*Excerpt*
◆ ◆ ◆
LOCATION: Polynesia, a vast string of islands in the Pacific Ocean, including Hawaii, New Zealand, Easter Island, Tonga, and French Polynesia
LANGUAGE: Native languages of the islands; Maori; Tahitian; French; English
RELIGION: Christianity with elements of native religion
The Polynesians are the original inhabitants of a vast string of islands in the Pacific Ocean, from New Zealand in the south to Hawaii in the north. The western boundary is Easter Island. Polynesia means "many islands" in Greek. The cultures of the region share many traits with each other. Their differences are often subtle and not readily perceived by outsiders.
In the Pacific region, there is an important distinction between "high" islands and "low" islands. Tahiti, a typical high island, is relatively large with steep slopes, rich plant life, and many waterfalls and rushing streams. Coastal plains are absent or extremely limited on high islands. Atolls (ring-shaped islands made of coral) are the most common low islands in Polynesia. These are typically "desert islands" that are low-lying, narrow, and sandy with few, if any, surface streams. Low islands have less biodiversity (variety of plant and animal species) than do high islands.
At the time of the first known European contact with the Polynesian world in the 1500s, there were probably around half a million people scattered throughout the region. European powers competed for ownership of most of Polynesia's inhabited islands. The indigenous (native) populations suffered greatly at the hands of the Europeans. They lost their traditional lands and resources, and suffered discrimination against their cultures and languages.
The Polynesian languages are part of the larger Austronesian language family that includes most of the languages of the Pacific Basin. Polynesian languages form a subgroup of this extensive language family.
Many Polynesian languages face an uncertain future. Attempts have been made to revitalize the Hawaiian language through educational programs at the university and the elementary school levels. Tahitian has been used as a lingua franca (common language) throughout the Tuamotuan Islands, the Marquesas, the Gambiers, and the Austral Islands since before European contact. It is threatening the survival of the native languages of those islands. In New Zealand, all speakers of Maori—the indigenous Polynesian language of the island chain—are bilingual in English.
◆ ◆ ◆
[Pointing dataset records]
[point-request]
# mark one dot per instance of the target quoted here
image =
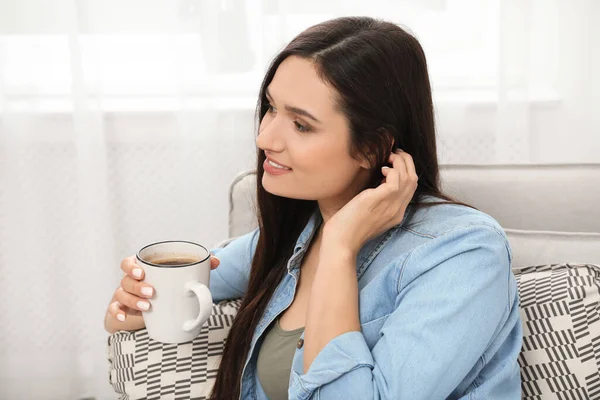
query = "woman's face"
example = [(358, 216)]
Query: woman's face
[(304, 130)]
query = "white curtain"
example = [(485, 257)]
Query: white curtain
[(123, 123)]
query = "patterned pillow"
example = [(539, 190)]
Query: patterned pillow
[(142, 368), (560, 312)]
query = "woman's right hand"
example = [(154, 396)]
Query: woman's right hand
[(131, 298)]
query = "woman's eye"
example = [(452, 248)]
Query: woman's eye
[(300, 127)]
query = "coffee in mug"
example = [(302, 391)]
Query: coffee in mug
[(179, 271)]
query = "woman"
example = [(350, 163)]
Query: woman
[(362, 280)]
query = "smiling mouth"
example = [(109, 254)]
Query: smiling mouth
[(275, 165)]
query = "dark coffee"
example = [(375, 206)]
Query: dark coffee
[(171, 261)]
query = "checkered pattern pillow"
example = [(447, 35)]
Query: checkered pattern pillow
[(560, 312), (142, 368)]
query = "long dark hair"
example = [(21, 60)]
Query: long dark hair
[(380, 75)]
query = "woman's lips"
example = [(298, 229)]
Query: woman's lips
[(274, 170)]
◆ ◆ ◆
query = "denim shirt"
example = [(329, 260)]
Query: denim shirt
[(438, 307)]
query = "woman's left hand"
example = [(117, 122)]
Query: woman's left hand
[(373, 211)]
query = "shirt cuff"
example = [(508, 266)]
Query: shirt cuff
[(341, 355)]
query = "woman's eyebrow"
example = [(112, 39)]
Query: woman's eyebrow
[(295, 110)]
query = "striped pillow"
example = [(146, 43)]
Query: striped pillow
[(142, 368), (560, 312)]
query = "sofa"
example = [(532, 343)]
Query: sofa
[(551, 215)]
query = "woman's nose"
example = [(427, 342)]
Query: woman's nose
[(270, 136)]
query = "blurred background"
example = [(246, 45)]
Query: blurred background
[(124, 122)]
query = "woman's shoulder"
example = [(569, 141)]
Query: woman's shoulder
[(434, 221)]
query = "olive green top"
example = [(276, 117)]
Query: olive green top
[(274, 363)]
◆ ◆ ◆
*What needs to be done*
Write out the stretch of the Polynesia passage above from "The Polynesian languages" through "bilingual in English.", word for word.

*Task result*
The Polynesian languages are part of the larger Austronesian language family that includes most of the languages of the Pacific Basin. Polynesian languages form a subgroup of this extensive language family.
Many Polynesian languages face an uncertain future. Attempts have been made to revitalize the Hawaiian language through educational programs at the university and the elementary school levels. Tahitian has been used as a lingua franca (common language) throughout the Tuamotuan Islands, the Marquesas, the Gambiers, and the Austral Islands since before European contact. It is threatening the survival of the native languages of those islands. In New Zealand, all speakers of Maori—the indigenous Polynesian language of the island chain—are bilingual in English.